- ACTIVITY -
According to the passage below about Maria's story, what do her parents do to her after she is found out?

(I only have this story in Swedish, so I can't quote from it in an English-speaking blog. I hate making translations of translations. My apologies.)
I was deeply shocked by this story. I know I shouldn't be; sexual abuse happens all the time. Yet there's something even more disturbing about a fat girl who pays boys to have sex with her, and the boys blackmailing her. It's not exactly rape, or prostitution, but it comes close to both of those things, and Maria was only 13. And of course, like so often in these stories, the girl is found out and disgraced. To add insult to injury, her parents sue her for stealing. She ends up in an institution, all alone, while the boys are never held accountable. They all lie for each other, and no one can prove anything.And maybe no one wants to believe it of their own boys; Maria is, after all, an immigrant and a stranger to the town. There's something callous and scary about it all, a dark side of human nature. And they say the old days were innocent and simpler times. (Although I love Munro for never depicting them that way in her stories.)

- RECORDED INFORMATION -

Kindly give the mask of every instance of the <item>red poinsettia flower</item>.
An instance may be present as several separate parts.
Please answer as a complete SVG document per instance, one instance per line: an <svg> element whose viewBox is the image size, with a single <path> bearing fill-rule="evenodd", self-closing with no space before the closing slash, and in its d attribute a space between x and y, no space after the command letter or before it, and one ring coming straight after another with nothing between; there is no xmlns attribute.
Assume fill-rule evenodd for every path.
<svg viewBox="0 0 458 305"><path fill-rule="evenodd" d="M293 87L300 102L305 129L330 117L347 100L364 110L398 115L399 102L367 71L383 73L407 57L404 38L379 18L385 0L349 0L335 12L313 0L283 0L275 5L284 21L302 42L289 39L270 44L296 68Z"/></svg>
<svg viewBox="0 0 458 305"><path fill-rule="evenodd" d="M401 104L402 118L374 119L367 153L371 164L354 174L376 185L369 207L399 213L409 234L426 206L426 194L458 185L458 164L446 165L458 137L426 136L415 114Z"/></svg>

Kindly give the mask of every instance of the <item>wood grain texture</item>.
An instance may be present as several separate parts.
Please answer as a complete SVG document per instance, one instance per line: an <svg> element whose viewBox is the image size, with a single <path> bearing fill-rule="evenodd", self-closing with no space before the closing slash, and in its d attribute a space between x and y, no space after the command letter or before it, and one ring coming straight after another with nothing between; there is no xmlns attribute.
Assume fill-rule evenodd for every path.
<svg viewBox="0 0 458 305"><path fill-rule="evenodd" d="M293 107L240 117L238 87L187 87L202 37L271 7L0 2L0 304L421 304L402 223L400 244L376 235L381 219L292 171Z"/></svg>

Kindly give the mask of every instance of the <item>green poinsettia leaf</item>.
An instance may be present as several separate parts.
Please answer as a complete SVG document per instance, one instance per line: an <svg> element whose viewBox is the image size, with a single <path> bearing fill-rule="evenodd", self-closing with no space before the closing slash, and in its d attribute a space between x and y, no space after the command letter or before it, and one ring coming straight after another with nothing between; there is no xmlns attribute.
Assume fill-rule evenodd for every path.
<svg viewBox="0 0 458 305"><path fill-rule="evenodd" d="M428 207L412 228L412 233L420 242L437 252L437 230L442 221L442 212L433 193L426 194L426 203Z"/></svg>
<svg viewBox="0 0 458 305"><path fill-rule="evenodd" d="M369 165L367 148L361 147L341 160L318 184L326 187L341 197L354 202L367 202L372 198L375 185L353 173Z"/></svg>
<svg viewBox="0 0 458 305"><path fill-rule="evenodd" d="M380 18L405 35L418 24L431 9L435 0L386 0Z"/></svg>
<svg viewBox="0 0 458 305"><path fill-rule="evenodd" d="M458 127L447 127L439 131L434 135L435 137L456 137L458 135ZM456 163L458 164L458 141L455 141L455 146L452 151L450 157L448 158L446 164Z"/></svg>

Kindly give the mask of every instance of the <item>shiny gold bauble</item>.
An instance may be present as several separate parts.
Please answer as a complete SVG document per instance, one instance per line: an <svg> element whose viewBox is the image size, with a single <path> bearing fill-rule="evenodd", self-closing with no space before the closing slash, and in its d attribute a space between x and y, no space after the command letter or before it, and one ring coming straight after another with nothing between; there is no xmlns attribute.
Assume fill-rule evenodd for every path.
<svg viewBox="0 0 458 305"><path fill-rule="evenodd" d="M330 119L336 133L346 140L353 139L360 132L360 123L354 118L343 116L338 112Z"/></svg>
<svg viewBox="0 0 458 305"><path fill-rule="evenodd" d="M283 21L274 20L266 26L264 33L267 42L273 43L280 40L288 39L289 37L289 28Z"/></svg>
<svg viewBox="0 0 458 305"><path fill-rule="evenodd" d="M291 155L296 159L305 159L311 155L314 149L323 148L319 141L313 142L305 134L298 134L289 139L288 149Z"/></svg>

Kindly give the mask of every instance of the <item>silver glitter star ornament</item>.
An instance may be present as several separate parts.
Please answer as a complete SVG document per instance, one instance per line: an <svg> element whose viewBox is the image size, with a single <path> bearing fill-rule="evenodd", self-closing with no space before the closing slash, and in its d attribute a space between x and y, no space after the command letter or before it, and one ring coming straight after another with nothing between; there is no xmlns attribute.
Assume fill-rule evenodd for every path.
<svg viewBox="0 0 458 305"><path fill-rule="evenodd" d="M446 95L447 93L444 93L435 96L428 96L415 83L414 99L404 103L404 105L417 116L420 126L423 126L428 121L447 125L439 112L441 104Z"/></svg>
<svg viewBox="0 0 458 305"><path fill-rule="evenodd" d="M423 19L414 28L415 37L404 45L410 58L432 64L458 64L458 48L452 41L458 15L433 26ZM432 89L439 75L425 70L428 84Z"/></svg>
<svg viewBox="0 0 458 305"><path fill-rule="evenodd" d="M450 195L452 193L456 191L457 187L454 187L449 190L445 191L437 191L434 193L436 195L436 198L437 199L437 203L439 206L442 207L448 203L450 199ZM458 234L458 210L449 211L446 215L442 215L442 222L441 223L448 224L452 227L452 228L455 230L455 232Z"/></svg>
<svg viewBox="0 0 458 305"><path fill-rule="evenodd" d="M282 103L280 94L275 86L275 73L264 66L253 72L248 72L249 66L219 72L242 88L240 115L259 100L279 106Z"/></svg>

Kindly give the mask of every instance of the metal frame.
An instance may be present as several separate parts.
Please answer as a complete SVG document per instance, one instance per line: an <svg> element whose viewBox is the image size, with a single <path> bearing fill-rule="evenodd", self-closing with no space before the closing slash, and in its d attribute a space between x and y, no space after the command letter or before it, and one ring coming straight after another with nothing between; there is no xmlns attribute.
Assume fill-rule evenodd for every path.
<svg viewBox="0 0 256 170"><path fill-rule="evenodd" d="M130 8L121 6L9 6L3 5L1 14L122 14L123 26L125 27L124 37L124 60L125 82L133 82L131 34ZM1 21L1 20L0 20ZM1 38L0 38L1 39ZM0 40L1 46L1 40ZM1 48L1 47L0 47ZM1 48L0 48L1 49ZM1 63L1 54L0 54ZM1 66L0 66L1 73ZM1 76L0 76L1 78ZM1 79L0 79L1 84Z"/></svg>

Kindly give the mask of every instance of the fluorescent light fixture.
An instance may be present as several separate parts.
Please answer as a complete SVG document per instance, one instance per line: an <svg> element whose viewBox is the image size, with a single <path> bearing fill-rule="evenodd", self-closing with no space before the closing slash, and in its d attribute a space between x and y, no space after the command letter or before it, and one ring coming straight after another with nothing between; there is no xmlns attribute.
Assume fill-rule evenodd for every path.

- WRITTEN RESPONSE -
Her parents sue her for stealing.